- WHAT IS NEEDED -
Recast the entries as a two-column CSV with the columns "prompt" and "points", giving each entry's text and its answer in one quoted field apiece, with line breaks turned into spaces. Include only the entries starting with the line containing "For every instance of the yellow road" and going on through the line containing "(1140, 488)".

--- BEGIN GIVEN INFORMATION ---

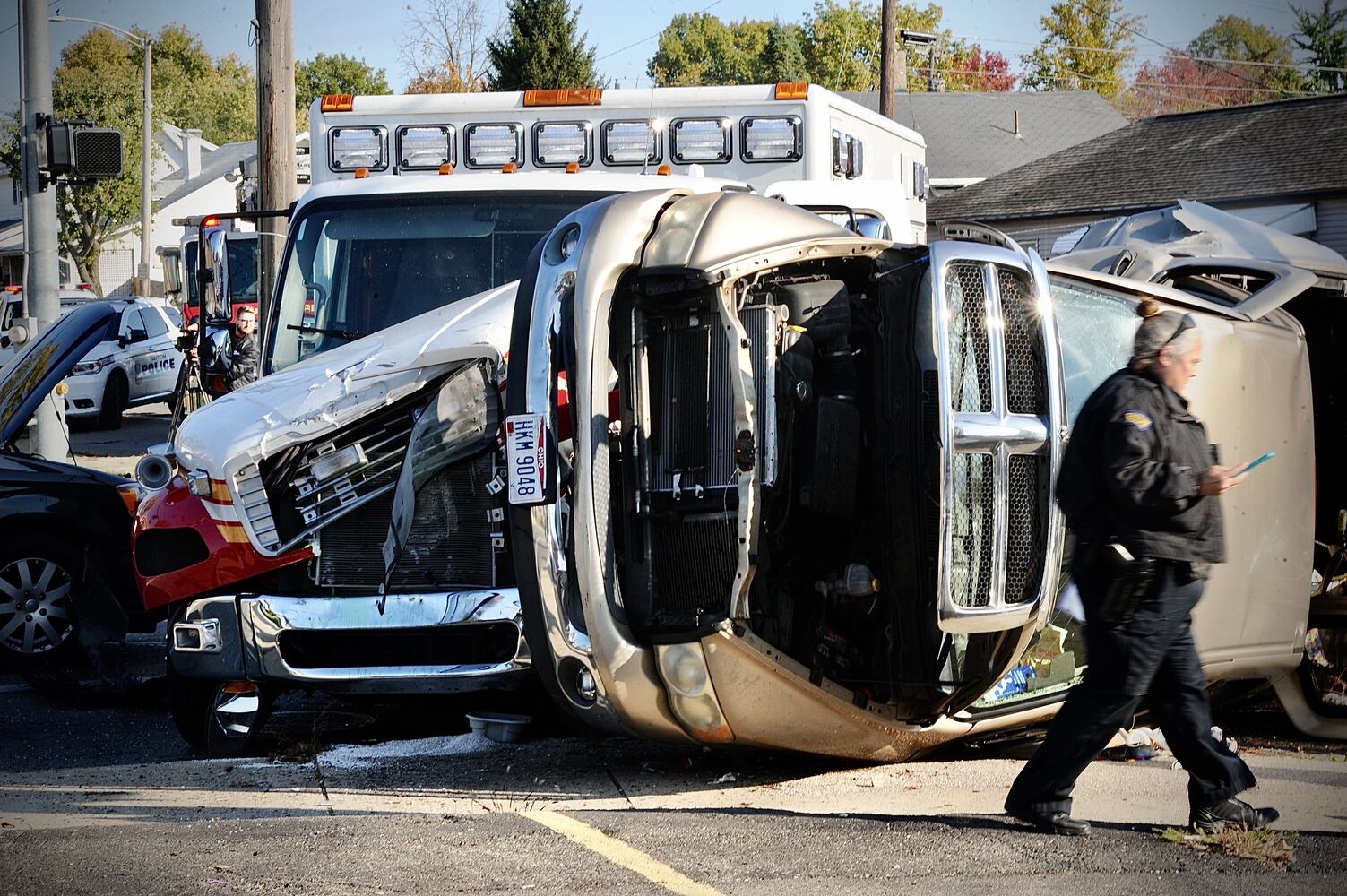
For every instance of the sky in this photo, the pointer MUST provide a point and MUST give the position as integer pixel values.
(624, 34)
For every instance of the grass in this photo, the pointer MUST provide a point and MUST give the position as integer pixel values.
(1268, 847)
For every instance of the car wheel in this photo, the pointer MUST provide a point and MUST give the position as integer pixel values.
(221, 719)
(37, 607)
(115, 396)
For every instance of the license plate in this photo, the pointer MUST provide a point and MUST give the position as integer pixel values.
(525, 456)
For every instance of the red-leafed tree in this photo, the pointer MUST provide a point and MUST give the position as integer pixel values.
(974, 69)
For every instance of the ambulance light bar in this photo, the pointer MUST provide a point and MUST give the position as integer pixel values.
(559, 143)
(704, 141)
(772, 139)
(492, 146)
(350, 149)
(632, 142)
(425, 147)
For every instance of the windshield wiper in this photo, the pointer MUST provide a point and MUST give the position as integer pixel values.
(342, 334)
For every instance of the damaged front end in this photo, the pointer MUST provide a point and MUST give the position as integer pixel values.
(352, 534)
(806, 503)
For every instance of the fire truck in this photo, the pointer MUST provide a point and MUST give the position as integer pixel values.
(276, 530)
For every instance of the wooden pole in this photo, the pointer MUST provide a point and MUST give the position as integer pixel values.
(275, 139)
(889, 53)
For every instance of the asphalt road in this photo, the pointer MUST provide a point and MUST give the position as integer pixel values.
(101, 797)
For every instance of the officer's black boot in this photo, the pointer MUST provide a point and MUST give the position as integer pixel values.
(1231, 813)
(1055, 823)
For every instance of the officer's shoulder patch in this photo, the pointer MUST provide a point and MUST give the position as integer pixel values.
(1137, 419)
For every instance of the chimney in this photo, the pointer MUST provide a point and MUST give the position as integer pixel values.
(192, 152)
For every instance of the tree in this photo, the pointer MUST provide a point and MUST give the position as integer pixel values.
(1215, 72)
(194, 90)
(698, 48)
(337, 73)
(1084, 47)
(540, 48)
(782, 54)
(445, 46)
(99, 78)
(1325, 37)
(843, 45)
(974, 69)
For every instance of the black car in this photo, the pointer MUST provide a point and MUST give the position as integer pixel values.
(66, 585)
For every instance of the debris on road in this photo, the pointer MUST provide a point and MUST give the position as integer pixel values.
(1269, 847)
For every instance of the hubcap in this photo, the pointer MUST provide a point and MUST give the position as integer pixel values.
(34, 605)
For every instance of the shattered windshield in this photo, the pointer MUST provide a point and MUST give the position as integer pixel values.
(361, 267)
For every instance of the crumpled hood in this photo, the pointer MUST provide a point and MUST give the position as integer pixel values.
(327, 391)
(1192, 229)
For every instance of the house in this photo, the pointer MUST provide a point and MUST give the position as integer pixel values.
(190, 177)
(974, 136)
(1280, 163)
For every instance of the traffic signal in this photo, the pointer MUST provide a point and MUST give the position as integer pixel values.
(78, 151)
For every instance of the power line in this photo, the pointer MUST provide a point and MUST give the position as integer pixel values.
(1117, 51)
(636, 43)
(1167, 47)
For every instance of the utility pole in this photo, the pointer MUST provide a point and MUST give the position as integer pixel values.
(40, 272)
(275, 139)
(889, 48)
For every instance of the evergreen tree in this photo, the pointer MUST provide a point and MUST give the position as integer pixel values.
(782, 58)
(540, 48)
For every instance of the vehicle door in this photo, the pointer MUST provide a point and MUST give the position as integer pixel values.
(134, 355)
(162, 358)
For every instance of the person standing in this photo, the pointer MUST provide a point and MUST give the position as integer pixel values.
(240, 360)
(1140, 487)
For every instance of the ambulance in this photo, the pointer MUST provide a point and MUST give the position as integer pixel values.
(341, 524)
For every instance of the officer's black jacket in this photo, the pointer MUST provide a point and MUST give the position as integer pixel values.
(240, 361)
(1132, 470)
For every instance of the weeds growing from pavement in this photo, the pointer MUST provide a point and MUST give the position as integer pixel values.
(1268, 847)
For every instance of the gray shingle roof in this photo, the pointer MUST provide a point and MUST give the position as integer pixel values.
(214, 163)
(971, 135)
(1291, 147)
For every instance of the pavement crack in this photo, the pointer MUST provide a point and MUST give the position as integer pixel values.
(618, 786)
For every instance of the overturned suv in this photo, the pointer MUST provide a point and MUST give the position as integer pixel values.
(776, 484)
(339, 526)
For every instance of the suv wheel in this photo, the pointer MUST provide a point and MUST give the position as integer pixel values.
(37, 607)
(115, 396)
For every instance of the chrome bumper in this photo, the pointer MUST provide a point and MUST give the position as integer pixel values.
(240, 636)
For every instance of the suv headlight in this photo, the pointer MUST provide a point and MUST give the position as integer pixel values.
(91, 366)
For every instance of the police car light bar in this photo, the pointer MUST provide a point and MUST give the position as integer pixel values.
(352, 149)
(493, 146)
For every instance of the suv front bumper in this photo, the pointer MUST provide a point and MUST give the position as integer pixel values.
(412, 644)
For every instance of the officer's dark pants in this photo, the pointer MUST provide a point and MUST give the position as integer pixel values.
(1152, 657)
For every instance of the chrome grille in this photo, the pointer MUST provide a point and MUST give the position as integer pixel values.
(450, 543)
(694, 423)
(1001, 409)
(256, 507)
(972, 531)
(970, 358)
(1027, 375)
(1027, 530)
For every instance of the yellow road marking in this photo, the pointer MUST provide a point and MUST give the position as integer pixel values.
(620, 853)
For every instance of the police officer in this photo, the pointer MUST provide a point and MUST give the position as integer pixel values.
(1140, 488)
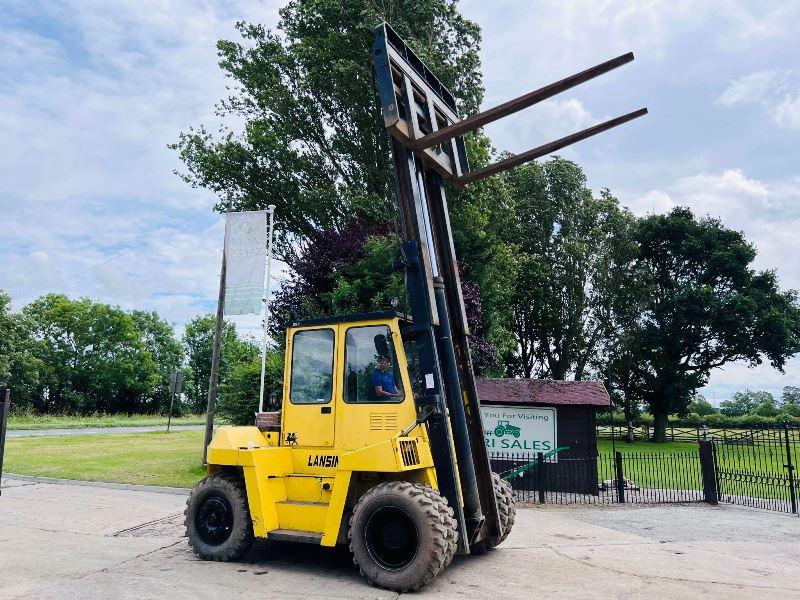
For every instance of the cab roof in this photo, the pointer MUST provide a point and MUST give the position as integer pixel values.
(373, 316)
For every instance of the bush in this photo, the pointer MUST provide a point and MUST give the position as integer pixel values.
(238, 399)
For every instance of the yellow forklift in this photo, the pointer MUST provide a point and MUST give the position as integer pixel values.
(380, 443)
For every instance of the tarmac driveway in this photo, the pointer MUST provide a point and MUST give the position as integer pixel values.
(69, 541)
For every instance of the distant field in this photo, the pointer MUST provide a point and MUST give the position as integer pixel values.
(70, 422)
(665, 448)
(168, 459)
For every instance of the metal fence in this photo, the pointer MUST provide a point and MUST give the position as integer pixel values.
(681, 434)
(757, 468)
(636, 477)
(748, 467)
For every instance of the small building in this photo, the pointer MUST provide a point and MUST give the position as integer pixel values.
(523, 417)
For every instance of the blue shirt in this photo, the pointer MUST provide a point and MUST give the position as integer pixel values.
(385, 380)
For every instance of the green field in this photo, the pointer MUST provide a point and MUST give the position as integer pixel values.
(174, 459)
(73, 422)
(158, 458)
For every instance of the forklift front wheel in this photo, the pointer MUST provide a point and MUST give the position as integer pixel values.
(401, 535)
(218, 521)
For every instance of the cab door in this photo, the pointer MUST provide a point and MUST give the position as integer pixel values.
(310, 387)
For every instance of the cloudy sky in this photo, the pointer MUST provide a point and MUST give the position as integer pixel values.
(92, 92)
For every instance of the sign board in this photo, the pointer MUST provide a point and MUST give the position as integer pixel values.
(520, 429)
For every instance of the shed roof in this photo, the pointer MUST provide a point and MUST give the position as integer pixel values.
(499, 390)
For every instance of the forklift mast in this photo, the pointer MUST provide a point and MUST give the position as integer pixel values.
(427, 148)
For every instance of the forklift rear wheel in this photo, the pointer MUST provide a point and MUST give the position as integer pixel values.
(402, 535)
(218, 521)
(507, 511)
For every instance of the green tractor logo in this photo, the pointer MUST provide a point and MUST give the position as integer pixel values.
(505, 428)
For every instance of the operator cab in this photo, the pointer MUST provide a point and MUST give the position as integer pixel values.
(346, 382)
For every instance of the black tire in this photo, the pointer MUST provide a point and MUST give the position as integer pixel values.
(402, 535)
(218, 522)
(507, 511)
(506, 505)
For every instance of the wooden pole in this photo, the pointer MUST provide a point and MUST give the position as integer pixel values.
(214, 377)
(5, 402)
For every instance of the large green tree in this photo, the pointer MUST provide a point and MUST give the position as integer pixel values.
(159, 339)
(702, 306)
(198, 343)
(93, 357)
(570, 249)
(20, 362)
(313, 141)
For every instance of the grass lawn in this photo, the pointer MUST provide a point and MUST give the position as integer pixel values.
(66, 422)
(174, 459)
(604, 446)
(158, 458)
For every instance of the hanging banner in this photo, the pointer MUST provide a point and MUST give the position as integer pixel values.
(245, 251)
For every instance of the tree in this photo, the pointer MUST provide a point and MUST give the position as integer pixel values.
(703, 307)
(745, 403)
(701, 406)
(198, 343)
(238, 399)
(20, 363)
(93, 357)
(313, 141)
(790, 395)
(158, 337)
(568, 246)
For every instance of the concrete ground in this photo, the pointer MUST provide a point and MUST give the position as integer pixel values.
(69, 541)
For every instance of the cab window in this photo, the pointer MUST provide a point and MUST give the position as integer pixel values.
(370, 361)
(312, 367)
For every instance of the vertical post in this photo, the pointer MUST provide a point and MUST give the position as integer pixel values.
(790, 467)
(271, 212)
(708, 472)
(620, 477)
(540, 475)
(5, 402)
(213, 379)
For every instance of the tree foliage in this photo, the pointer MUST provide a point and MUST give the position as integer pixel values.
(313, 141)
(570, 252)
(198, 342)
(701, 307)
(93, 358)
(238, 400)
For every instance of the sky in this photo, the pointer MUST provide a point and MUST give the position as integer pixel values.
(91, 94)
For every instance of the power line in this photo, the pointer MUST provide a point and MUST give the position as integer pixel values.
(31, 294)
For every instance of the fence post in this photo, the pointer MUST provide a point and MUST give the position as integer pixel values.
(790, 467)
(5, 401)
(708, 472)
(620, 478)
(540, 475)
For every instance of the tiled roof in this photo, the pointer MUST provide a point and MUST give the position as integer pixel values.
(541, 391)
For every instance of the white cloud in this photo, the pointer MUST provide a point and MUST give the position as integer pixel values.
(787, 112)
(90, 95)
(777, 93)
(749, 88)
(769, 215)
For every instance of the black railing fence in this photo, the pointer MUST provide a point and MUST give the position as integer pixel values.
(676, 433)
(751, 467)
(758, 468)
(639, 477)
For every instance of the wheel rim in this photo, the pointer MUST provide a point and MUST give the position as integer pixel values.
(391, 538)
(214, 519)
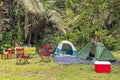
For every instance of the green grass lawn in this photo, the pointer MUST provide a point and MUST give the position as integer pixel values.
(36, 70)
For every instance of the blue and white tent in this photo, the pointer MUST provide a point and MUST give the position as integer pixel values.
(58, 50)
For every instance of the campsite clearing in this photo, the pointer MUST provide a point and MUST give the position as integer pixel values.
(36, 70)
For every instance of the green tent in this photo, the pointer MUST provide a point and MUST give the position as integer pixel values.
(98, 52)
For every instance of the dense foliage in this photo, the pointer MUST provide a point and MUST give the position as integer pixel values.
(47, 22)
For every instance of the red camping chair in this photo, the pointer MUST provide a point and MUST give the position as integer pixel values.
(45, 53)
(21, 57)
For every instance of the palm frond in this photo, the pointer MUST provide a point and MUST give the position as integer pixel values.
(34, 6)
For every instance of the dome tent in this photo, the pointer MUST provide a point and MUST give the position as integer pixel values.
(100, 52)
(59, 51)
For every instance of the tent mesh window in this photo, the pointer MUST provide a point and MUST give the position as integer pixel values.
(66, 48)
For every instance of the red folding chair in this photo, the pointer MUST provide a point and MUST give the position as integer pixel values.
(21, 57)
(45, 53)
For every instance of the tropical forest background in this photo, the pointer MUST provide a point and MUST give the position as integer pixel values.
(47, 22)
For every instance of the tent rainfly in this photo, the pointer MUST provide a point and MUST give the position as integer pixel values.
(59, 51)
(100, 52)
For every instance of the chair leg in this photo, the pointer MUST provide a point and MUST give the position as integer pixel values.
(19, 61)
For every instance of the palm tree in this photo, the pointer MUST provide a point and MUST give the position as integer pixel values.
(39, 10)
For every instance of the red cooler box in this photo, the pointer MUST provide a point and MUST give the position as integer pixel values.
(102, 66)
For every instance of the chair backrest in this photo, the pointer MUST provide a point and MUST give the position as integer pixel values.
(46, 51)
(20, 51)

--- END GIVEN INFORMATION ---

- TASK OUTPUT -
prompt,points
"For every instance of the yellow road marking in this photo, the pointer MUST provide a point and MUST give the position as integer pixel values.","(620, 853)"
"For every instance of the police officer in this photo, the pointer MUST provide a point and MUST give the position as integer pixel values.","(1140, 488)"